(What this task involves): Lay out the data below as a Markdown table with the columns "No." and "Line," numbering each line in order and leaving out any blank lines.

(Data listing)
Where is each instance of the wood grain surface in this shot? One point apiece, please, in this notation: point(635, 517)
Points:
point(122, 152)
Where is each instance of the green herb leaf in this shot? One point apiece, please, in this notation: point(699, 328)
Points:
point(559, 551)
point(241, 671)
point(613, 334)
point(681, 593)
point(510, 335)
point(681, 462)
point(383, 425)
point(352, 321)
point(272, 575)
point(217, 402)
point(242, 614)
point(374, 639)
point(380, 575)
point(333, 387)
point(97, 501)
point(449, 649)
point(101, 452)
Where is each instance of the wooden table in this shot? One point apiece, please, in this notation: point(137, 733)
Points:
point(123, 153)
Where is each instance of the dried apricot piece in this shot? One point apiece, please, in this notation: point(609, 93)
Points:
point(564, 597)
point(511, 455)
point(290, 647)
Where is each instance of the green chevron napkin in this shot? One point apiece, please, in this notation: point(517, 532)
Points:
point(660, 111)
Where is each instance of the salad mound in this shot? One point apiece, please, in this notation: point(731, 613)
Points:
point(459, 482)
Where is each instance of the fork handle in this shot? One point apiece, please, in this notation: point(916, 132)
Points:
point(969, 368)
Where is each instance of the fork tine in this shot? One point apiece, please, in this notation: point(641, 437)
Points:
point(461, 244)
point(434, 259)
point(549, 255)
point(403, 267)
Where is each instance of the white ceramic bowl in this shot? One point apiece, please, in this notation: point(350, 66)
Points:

(Task result):
| No. | Line |
|---|---|
| 1 | Where is each instance of the wood grain surface in this shot? One point apiece, please, in this notation: point(635, 517) |
| 2 | Points: |
| 3 | point(122, 152) |
| 4 | Where is each instance of the green herb leaf in this shot? One point apiece, please, in this notation: point(699, 328) |
| 5 | Points: |
| 6 | point(559, 551) |
| 7 | point(241, 671) |
| 8 | point(613, 334) |
| 9 | point(681, 593) |
| 10 | point(510, 335) |
| 11 | point(681, 462) |
| 12 | point(383, 425) |
| 13 | point(352, 321) |
| 14 | point(272, 575) |
| 15 | point(217, 402) |
| 16 | point(242, 614) |
| 17 | point(374, 639) |
| 18 | point(380, 575) |
| 19 | point(333, 387) |
| 20 | point(97, 501) |
| 21 | point(449, 649) |
| 22 | point(101, 452) |
| 23 | Where is each instance of the wooden table in this shot? One point apiece, please, in this notation: point(137, 733) |
| 24 | Points: |
| 25 | point(123, 153) |
| 26 | Where is each instance of the dried apricot piece in this shot? One point apiece, please, in this notation: point(609, 93) |
| 27 | Points: |
| 28 | point(564, 597) |
| 29 | point(511, 455) |
| 30 | point(290, 647) |
| 31 | Where is each instance of the green chevron napkin in this shot? One point apiece, please, in this notation: point(517, 532) |
| 32 | Points: |
| 33 | point(660, 111) |
| 34 | Where is each instance of the salad mound in this shot? One point apiece, please, in this notation: point(731, 613) |
| 35 | Points: |
| 36 | point(459, 482) |
| 37 | Where is each instance of the fork handle in this shot? One point apiece, please, in this notation: point(916, 132) |
| 38 | Points: |
| 39 | point(969, 368) |
| 40 | Where is each instance of the fork tine in this shot? One point apiece, please, in this notation: point(641, 437) |
| 41 | Points: |
| 42 | point(461, 244) |
| 43 | point(434, 259) |
| 44 | point(549, 255) |
| 45 | point(403, 267) |
| 46 | Where is each instance of the white ceramic bowl in this shot? One point apiece, please, in this notation: point(350, 66) |
| 47 | Points: |